▶ What is expected
In the records below, find the line containing "of the person", then reproduce that line and every one after it to the end, exactly and alone.

Image point grounding data

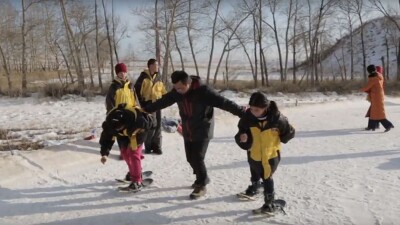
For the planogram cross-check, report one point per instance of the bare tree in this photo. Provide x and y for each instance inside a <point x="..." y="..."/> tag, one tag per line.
<point x="113" y="30"/>
<point x="213" y="35"/>
<point x="109" y="40"/>
<point x="392" y="15"/>
<point x="7" y="16"/>
<point x="273" y="10"/>
<point x="346" y="7"/>
<point x="314" y="32"/>
<point x="357" y="8"/>
<point x="157" y="33"/>
<point x="179" y="51"/>
<point x="24" y="31"/>
<point x="189" y="27"/>
<point x="75" y="41"/>
<point x="290" y="13"/>
<point x="97" y="46"/>
<point x="231" y="28"/>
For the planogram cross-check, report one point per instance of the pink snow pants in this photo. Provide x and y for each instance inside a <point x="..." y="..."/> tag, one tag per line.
<point x="133" y="159"/>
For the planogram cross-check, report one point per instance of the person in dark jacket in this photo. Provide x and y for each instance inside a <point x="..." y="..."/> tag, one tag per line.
<point x="261" y="131"/>
<point x="149" y="87"/>
<point x="128" y="125"/>
<point x="196" y="104"/>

▶ Exercise solution
For the planogram cross-check, report one point per instance of the person in dark jacket in this photo. Provide x and y for each instance inside a <point x="..." y="..."/> tag, one tag per line.
<point x="261" y="131"/>
<point x="149" y="87"/>
<point x="128" y="125"/>
<point x="196" y="104"/>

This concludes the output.